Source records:
========

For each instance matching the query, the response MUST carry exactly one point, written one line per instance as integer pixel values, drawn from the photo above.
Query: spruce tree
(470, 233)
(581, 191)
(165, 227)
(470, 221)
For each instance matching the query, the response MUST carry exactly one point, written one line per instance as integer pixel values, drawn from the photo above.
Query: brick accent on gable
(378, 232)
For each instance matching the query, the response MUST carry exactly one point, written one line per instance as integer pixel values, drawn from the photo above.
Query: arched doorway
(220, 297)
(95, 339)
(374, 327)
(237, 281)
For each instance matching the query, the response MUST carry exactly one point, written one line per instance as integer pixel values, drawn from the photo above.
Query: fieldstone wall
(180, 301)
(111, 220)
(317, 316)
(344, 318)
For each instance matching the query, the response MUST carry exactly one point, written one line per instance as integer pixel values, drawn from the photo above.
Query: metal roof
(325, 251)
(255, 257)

========

### Task brief
Retype all the data exactly, line for line.

### Task answer
For each instance matching the query, the response MUST carry exactly one point, written one line per instance as integer pixel values, drawn from the photo above.
Query: spruce tree
(470, 233)
(581, 191)
(165, 227)
(470, 221)
For each instance matching the query, the response MUST carry exactly one point, written one line per instance as integer pixel values, drawn from the photo above.
Query: brick accent on gable
(378, 232)
For each instance matching the query, the response MUST carry exactly one point, written one line per instance as integer pixel values, drawn from the photo above.
Query: arched doorway
(220, 297)
(95, 339)
(374, 327)
(237, 281)
For each instance matching the query, the response MUST carry exactly one point, written one line per instance as integer pixel values, drawn from the photo above.
Query: fieldstone wall
(180, 301)
(111, 220)
(317, 316)
(344, 318)
For each instance matching the query, the response MUST carry exactly one point, written one line per instance as integer pixel values, drawn from the photo above.
Query: metal roof
(325, 251)
(255, 257)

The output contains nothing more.